Copy the lines below word for word, beginning at the first line of the entries and stopping after the line that contains "negative clicks: (529, 159) (552, 309)".
*** Opening Data extract ***
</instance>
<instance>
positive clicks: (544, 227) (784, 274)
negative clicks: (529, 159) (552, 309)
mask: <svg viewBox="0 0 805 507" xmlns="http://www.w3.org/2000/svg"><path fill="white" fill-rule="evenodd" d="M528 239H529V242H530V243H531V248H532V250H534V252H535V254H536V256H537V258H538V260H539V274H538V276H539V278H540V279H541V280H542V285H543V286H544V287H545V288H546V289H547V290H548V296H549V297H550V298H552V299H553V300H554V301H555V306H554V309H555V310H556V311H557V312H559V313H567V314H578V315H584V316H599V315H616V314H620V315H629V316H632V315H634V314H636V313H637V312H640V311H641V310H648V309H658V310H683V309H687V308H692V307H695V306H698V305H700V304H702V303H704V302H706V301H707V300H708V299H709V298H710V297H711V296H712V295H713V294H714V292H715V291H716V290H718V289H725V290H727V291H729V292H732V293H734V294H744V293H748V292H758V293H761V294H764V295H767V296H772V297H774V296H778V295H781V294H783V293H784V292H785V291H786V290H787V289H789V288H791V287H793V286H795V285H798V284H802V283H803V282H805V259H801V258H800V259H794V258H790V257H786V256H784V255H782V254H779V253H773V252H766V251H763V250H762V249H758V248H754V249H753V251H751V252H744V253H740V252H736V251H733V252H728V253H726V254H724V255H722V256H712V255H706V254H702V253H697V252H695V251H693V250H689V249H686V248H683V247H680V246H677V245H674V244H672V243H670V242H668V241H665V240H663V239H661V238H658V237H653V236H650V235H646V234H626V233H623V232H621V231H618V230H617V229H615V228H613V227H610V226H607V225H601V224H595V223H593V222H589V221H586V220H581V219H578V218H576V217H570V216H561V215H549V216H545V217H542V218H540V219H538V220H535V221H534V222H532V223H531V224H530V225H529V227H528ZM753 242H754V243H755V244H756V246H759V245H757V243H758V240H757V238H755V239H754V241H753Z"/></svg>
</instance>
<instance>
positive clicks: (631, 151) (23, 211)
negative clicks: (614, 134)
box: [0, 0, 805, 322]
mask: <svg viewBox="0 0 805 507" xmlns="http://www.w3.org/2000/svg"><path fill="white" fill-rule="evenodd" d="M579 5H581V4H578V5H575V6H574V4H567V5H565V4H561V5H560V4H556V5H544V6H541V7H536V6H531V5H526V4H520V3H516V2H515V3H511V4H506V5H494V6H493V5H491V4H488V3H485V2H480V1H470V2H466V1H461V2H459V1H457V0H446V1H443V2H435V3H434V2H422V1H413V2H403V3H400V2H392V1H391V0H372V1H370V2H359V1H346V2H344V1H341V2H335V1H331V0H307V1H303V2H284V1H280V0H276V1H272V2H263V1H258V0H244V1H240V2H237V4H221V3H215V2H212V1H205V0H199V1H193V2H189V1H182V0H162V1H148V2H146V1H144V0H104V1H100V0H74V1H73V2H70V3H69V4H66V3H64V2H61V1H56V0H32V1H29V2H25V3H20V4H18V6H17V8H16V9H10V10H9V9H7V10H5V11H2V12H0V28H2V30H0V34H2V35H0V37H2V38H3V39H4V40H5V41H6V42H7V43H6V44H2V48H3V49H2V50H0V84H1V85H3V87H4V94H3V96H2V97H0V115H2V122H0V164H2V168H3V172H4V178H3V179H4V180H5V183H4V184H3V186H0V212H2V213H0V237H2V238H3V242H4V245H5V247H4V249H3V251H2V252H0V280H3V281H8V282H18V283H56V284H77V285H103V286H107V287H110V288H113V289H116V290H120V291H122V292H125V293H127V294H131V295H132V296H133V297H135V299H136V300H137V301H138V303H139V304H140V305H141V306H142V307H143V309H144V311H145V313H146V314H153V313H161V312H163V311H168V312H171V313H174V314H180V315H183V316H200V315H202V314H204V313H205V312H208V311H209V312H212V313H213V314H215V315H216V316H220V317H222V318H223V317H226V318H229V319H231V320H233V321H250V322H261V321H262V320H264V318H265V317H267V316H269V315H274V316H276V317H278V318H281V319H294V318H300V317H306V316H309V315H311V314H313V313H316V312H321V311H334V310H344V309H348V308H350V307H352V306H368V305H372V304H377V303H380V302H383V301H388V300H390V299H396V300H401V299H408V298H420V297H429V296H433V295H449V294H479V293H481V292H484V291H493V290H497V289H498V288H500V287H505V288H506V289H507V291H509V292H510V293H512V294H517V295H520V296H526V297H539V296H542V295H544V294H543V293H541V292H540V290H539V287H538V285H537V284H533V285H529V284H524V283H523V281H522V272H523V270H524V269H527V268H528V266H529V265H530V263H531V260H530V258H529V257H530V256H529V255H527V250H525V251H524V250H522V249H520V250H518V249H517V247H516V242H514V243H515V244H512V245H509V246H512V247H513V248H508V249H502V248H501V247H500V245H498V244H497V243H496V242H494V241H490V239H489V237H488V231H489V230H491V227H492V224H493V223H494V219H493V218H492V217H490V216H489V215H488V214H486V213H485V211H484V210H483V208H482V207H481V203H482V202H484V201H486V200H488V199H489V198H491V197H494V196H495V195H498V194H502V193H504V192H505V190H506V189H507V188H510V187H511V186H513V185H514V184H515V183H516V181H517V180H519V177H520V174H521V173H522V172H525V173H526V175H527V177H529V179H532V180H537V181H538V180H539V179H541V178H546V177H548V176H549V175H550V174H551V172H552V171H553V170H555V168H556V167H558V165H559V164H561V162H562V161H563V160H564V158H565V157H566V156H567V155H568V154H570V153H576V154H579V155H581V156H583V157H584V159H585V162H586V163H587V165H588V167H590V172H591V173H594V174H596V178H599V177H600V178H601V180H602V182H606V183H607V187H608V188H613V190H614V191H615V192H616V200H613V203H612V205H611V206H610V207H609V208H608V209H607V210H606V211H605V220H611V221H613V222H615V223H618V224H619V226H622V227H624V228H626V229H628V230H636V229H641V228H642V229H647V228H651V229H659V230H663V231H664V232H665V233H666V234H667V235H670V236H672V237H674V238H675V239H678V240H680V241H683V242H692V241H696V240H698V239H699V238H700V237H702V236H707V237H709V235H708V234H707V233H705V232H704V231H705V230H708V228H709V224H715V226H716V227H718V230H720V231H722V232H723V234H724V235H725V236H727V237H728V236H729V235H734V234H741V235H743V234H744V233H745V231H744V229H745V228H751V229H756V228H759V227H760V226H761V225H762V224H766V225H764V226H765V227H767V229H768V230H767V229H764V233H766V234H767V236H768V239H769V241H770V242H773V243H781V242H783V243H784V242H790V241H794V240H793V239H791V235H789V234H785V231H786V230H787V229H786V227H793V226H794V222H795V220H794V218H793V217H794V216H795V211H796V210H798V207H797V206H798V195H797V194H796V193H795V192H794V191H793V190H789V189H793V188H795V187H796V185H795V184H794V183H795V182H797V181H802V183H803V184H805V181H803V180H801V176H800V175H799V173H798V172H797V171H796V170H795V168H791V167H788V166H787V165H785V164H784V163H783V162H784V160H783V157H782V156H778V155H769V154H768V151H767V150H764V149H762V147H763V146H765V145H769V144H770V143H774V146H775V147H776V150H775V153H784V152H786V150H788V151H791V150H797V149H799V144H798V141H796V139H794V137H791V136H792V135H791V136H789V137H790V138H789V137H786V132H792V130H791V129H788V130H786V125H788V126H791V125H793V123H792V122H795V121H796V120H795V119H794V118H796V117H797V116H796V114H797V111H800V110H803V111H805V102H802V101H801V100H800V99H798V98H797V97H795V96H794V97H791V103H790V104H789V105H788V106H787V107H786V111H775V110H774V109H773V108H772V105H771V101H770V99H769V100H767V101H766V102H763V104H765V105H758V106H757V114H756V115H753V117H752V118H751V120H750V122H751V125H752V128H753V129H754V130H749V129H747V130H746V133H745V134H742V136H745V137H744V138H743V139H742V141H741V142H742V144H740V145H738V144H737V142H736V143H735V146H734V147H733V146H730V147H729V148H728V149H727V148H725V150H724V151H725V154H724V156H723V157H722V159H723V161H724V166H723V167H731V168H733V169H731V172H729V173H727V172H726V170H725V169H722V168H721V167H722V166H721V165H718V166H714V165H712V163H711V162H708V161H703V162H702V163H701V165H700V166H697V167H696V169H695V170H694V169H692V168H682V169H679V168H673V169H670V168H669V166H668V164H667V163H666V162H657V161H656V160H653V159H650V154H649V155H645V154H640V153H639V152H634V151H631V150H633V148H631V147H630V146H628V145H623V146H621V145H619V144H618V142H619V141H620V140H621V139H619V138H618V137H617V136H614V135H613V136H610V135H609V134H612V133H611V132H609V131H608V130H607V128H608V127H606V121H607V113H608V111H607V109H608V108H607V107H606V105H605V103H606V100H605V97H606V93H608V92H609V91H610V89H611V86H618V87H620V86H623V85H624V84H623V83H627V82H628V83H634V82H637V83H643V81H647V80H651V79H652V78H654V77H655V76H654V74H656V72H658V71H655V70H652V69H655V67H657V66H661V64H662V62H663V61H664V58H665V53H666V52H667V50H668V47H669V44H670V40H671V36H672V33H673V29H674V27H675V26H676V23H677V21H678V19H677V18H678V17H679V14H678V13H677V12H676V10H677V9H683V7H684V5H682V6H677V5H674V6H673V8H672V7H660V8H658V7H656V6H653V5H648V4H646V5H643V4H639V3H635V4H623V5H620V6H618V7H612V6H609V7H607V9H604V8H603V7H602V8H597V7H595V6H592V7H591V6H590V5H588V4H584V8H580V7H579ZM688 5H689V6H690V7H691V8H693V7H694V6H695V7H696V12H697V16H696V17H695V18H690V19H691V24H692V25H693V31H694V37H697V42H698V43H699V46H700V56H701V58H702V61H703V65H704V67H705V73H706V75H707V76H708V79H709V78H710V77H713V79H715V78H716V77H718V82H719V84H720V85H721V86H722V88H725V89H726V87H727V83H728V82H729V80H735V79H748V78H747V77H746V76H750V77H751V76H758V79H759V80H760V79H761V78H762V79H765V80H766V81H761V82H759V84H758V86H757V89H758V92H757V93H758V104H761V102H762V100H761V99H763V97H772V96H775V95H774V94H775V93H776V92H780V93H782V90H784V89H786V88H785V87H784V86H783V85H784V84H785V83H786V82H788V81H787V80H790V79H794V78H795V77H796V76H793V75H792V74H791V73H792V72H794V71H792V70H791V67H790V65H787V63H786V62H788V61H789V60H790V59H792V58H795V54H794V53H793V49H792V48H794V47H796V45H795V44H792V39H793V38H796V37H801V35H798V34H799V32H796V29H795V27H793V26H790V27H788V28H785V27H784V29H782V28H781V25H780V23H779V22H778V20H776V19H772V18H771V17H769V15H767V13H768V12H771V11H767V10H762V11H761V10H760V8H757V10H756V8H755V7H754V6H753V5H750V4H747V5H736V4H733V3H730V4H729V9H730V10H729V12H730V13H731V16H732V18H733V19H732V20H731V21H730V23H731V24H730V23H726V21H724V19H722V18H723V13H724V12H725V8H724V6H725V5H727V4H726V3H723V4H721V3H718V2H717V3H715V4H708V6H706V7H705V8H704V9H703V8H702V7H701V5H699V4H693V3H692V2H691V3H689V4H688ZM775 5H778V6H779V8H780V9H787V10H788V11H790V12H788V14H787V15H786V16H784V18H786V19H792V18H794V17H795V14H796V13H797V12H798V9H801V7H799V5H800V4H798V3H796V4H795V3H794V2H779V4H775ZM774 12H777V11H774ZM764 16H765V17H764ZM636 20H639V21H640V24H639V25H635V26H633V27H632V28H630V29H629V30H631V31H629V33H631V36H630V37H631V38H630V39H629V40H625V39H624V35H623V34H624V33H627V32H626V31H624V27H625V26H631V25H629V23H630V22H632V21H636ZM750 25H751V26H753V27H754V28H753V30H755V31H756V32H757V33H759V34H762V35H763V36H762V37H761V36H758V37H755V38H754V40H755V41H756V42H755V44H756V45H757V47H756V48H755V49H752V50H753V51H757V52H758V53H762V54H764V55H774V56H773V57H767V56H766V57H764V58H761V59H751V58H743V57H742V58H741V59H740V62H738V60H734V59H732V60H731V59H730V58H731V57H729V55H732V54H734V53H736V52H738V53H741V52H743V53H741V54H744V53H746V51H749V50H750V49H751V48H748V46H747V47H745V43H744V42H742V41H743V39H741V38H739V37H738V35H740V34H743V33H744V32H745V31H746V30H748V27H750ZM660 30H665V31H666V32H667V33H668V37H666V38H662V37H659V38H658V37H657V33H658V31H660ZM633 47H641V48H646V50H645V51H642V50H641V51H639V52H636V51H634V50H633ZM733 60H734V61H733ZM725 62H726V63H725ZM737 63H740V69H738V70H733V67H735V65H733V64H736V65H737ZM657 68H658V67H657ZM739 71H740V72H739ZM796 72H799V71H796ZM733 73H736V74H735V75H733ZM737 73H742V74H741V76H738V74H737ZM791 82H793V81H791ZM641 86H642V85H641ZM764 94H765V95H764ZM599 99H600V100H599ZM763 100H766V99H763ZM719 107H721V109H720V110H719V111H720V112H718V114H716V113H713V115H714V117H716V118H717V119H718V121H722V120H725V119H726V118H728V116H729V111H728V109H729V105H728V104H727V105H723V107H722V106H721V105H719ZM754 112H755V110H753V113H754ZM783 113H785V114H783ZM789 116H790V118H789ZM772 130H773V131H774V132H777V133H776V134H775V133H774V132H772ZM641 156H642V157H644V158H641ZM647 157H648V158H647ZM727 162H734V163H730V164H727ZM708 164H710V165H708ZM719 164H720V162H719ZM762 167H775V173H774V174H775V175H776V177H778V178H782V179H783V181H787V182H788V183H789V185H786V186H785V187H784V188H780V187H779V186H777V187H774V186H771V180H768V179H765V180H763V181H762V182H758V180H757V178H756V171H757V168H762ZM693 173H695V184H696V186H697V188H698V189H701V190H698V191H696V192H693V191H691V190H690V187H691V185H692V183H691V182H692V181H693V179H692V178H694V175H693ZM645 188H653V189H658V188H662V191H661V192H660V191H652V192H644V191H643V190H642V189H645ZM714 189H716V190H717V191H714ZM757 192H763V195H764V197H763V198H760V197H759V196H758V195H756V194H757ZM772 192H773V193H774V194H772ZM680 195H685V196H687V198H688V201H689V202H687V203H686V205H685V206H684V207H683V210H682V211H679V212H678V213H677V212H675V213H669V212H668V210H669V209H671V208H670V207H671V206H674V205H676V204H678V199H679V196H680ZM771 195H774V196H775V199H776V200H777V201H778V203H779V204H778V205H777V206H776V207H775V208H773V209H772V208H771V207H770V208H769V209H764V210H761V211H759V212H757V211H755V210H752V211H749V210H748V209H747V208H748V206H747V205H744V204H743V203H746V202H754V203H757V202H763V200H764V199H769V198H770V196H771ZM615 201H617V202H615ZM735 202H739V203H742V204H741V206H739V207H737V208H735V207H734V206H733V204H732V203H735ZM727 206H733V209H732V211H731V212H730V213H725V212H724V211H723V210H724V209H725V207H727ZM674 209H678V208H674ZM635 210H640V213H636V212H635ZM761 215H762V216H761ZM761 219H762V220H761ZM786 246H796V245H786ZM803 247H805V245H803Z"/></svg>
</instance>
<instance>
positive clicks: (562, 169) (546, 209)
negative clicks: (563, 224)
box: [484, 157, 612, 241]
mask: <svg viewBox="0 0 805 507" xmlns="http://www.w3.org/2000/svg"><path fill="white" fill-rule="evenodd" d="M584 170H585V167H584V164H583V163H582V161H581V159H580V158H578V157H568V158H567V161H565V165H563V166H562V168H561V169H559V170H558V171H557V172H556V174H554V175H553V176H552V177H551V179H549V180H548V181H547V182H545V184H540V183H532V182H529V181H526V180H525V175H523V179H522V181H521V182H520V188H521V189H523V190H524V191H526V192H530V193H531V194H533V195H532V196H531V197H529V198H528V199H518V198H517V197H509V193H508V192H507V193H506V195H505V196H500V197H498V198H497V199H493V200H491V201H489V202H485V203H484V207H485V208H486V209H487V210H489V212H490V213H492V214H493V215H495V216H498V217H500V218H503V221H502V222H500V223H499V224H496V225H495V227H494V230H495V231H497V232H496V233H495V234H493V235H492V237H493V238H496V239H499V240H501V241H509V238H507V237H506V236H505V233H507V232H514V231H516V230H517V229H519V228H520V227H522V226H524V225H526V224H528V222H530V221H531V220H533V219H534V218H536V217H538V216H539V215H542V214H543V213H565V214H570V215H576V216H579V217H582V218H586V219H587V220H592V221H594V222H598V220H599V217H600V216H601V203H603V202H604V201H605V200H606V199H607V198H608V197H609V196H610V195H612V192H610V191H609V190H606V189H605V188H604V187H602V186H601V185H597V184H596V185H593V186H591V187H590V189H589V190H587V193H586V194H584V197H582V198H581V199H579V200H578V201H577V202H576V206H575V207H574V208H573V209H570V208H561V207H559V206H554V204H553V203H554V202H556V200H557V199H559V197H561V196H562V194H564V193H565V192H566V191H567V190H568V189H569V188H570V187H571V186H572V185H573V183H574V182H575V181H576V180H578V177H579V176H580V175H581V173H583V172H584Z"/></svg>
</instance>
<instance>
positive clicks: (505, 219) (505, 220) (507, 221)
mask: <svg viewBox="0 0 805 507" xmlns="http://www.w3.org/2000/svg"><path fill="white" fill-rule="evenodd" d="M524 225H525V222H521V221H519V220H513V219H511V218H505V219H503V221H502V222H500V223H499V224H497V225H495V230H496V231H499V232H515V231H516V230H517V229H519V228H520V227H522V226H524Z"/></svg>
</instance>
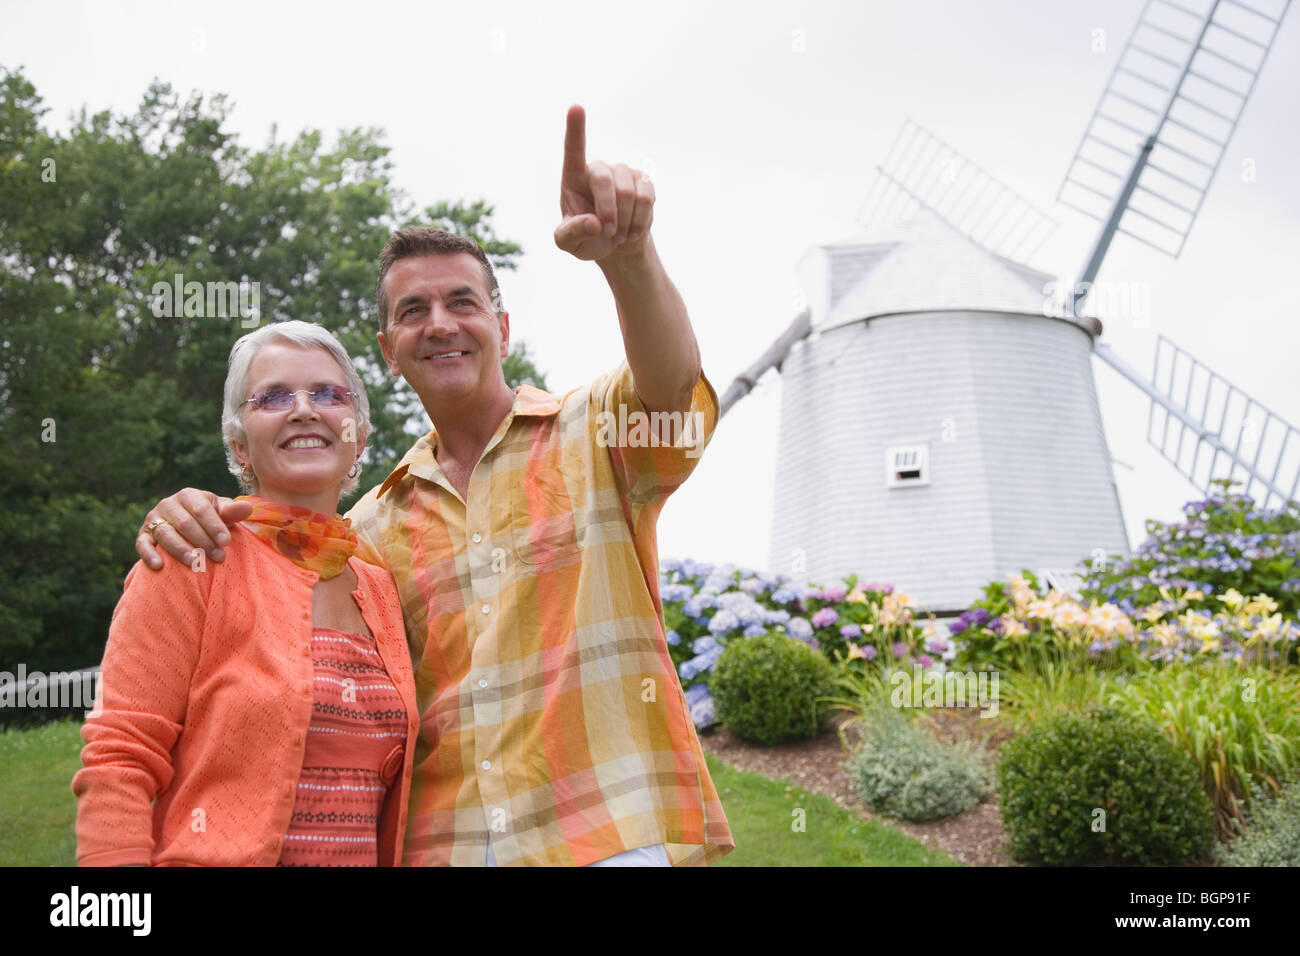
*** Closing Data extract ***
Answer to this exercise:
</instance>
<instance>
positive clicks: (544, 227) (784, 274)
negative clicks: (529, 159) (552, 309)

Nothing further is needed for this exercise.